> _TEXTO EXTRAÍDO_
———

Hojeamos con fruición los tomazos apocalípticos que nos relatan las amenazas de
Google o Facebook para nuestra intimidad o la manera en que Amazon se apodera
de los negocios y arruina los comercios, pero venderíamos nuestra alma al
diablo a cambio de que nuestros vástagos triunfaran en Silicon Valley con una
startup financiada por Soros y apoyada por Zuckerberg.
Somos unos magos. Cambiamos las palabras, y el
mundo es otra cosa, solo con eso. Es cómodo, es fácil, es rápido, te deja el
alma como una patena y puedes seguir haciendo el zángano, puteando al
subordinado y peloteando al jefe, timando a la Seguridad Social y jorobando al
prójimo con buena conciencia y sin que tu mano izquierda sepa lo que roba tu
mano derecha o a quién le toca las posaderas.

———

> _FRAGMENTOS DE REGISTROS_
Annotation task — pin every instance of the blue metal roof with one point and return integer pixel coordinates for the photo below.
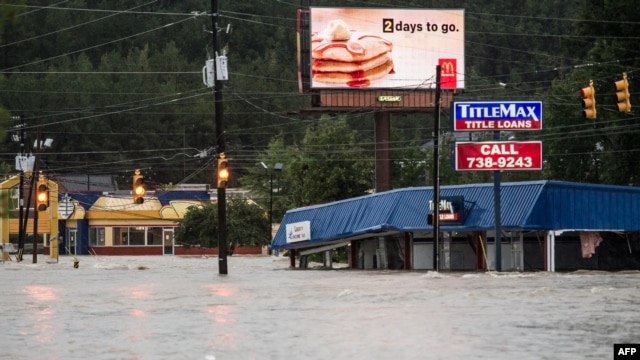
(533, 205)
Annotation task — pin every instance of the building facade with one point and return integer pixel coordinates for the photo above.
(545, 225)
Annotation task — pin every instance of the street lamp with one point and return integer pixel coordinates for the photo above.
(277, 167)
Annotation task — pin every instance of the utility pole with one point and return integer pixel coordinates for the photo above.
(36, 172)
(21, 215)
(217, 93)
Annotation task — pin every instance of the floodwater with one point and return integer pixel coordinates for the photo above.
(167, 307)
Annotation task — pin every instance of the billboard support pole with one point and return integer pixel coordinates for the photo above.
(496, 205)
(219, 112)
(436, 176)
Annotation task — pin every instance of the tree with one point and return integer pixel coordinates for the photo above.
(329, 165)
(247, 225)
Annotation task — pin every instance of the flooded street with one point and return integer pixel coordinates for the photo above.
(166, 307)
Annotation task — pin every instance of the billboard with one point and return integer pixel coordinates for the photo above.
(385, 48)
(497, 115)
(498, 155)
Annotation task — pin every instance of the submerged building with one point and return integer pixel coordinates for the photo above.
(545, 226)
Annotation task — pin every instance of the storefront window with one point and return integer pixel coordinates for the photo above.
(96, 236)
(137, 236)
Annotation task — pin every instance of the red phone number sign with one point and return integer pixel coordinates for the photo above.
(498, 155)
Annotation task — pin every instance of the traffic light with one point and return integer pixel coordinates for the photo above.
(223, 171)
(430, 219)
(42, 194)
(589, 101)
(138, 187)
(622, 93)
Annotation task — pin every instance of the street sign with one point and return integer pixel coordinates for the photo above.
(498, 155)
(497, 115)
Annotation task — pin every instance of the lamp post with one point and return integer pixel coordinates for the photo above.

———

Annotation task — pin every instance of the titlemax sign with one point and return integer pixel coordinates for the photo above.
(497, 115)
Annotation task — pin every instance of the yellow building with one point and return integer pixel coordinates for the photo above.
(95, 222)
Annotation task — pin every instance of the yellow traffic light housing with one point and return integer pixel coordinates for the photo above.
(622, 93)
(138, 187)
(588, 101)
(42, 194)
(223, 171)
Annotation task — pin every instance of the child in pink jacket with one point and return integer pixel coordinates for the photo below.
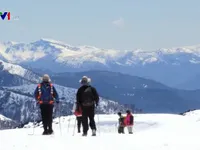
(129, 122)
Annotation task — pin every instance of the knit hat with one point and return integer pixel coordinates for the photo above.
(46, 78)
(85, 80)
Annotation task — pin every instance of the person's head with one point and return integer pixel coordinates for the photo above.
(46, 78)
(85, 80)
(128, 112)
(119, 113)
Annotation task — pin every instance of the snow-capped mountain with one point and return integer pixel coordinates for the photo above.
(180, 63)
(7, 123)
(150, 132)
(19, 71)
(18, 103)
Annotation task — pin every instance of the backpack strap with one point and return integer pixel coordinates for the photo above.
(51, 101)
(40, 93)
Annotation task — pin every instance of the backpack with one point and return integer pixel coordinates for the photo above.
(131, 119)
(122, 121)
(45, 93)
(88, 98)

———

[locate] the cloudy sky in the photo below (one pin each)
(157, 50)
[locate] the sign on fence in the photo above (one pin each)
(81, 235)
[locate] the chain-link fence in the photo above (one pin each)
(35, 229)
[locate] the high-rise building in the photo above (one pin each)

———

> _CONSIGNA A_
Cambia "zángano" por "vago" al reproducir el pasaje del texto extraído que comienza en "Somos unos magos." y termina en "toca las posaderas.".
> _CONSIGNA B_
Enumera las empresas que se nombran en el texto extraído.
> _CONSIGNA C_
Prosigue el texto extraído a partir de su última oración.
Los registros no tienen relación con el texto extraído.

> _RESPUESTA A_
Somos unos magos. Cambiamos las palabras, y el
mundo es otra cosa, solo con eso. Es cómodo, es fácil, es rápido, te deja el
alma como una patena y puedes seguir haciendo el vago, puteando al
subordinado y peloteando al jefe, timando a la Seguridad Social y jorobando al
prójimo con buena conciencia y sin que tu mano izquierda sepa lo que roba tu
mano derecha o a quién le toca las posaderas.

> _RESPUESTA B_
Google, Facebook, Amazon

> _RESPUESTA C_
El
nuevo año no nos hará mejores ni nos volverá coherentes. Seguiremos con nuestro
maniqueísmo y nuestros prejuicios, teniéndonos por líderes de la liberación
mundial porque votamos a cualquier pijo dicharachero y considerándonos parte
del mundo de la cultura porque en la cena de nochevieja hemos puesto un burdeos
que ha descolocado a los cuñados o porque le vacilamos a la asistenta de que ya
hemos comido en tres restaurantes vascos con estrella Michelín.
La
vida sigue. Y siempre nos quedará Tabarnia.